Print every item below verbatim, keeping each line unchanged.

**Supplied data**
================
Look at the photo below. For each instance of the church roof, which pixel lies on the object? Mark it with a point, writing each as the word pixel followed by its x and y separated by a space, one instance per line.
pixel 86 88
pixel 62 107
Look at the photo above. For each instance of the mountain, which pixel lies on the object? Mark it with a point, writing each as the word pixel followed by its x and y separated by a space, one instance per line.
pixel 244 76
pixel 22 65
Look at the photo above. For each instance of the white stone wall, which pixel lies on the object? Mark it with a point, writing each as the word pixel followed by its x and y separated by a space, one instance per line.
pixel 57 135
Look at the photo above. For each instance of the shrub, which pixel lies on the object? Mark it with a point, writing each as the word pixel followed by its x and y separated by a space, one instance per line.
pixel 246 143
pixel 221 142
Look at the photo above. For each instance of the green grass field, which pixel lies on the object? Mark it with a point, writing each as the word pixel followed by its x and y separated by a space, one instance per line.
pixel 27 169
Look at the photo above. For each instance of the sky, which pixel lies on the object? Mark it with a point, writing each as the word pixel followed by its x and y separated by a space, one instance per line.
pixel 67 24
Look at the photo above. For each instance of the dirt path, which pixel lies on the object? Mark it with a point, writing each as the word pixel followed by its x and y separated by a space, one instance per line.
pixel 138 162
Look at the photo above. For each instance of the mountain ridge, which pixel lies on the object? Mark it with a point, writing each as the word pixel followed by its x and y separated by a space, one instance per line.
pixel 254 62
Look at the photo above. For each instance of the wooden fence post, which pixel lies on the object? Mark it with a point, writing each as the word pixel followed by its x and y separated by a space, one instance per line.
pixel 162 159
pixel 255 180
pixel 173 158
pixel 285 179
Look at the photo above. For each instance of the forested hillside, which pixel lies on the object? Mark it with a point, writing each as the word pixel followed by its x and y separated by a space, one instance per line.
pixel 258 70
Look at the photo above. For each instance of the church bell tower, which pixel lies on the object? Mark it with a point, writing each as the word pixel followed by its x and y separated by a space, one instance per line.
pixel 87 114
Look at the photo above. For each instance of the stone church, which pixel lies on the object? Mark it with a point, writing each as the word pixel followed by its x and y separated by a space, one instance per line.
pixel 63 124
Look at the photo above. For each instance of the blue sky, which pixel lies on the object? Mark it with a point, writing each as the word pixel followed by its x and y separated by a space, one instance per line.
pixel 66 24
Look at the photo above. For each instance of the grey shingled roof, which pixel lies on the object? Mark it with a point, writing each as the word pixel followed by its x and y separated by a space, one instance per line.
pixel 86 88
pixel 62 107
================
**Finished exercise**
Look at the photo below. For each instance of the church roof, which pixel lies on the object? Mark it with a point, writing each as the word pixel followed by its x and y separated by a space, one instance per line.
pixel 86 88
pixel 62 107
Look at the photo above. For each instance of the mountain, which pixel lies on the object? Mark it with a point, writing each as the word pixel followed by its x and y separated by a space, one instance per line.
pixel 244 76
pixel 22 65
Look at the photo above. For each instance of the white stone wall, which pixel lies on the object? Mark it with a point, writing each as the word pixel followed by its x and y separated by a space, one instance per line.
pixel 57 135
Look at the photo above. For each instance of the shrub, which pixel lies on the object? Mark it with a point, writing each as the word pixel followed by its x and y separated by a space, one instance per line.
pixel 246 143
pixel 221 142
Look at the photo above. For each instance of the green grass field, which pixel lies on the object? Mark it with a point, writing each as the word pixel followed by its x and y separated by a space, one instance per line.
pixel 27 169
Look at the photo above. For each instance of the sky, which pixel lies on the object? Mark it with a point, writing each as the word pixel followed by its x and y separated by a space, one instance per line.
pixel 67 24
Look at the photo above. For each instance of the dirt path, which pixel lies on the object? Mark it with a point, writing each as the word pixel followed by its x and y separated by a space, one instance per line.
pixel 138 162
Look at the photo above. For each instance of the mountain ridge, which pixel lies on the object? Mark it with a point, writing each as the word pixel followed by its x and y separated by a space, one instance per line.
pixel 254 62
Look at the photo above. For each instance of the wooden fence post, which pixel lies on the object? Mark it with a point, writing each as the word pixel followed by its x and y separated by a space, one instance per line.
pixel 162 159
pixel 255 180
pixel 173 158
pixel 285 179
Look at the photo above. For each instance of the forested hillside, which pixel lies on the object? Mark it with a point, writing each as the word pixel followed by its x and y separated by a space, one instance per line.
pixel 258 70
Look at the photo above. For each instance of the church bell tower, which pixel lies on the object? Mark it with a point, writing each as the word pixel followed by its x and y separated by a space, one instance per line.
pixel 87 114
Look at the photo above. For each instance of the stone church, which pixel lies on the object? Mark it with a point, writing each as the word pixel followed by its x and y separated by a space, one instance per line.
pixel 63 124
Look at the photo above. For each instance of the blue sky, which pixel lies on the object? Mark it with a point, writing each as the word pixel followed by its x and y separated by a space, one instance per line.
pixel 66 24
Look at the photo above. For each instance of the grey shingled roof, which pixel lies on the object? Mark it with a point, writing each as the word pixel followed by its x and y separated by a space, one instance per line.
pixel 86 88
pixel 62 107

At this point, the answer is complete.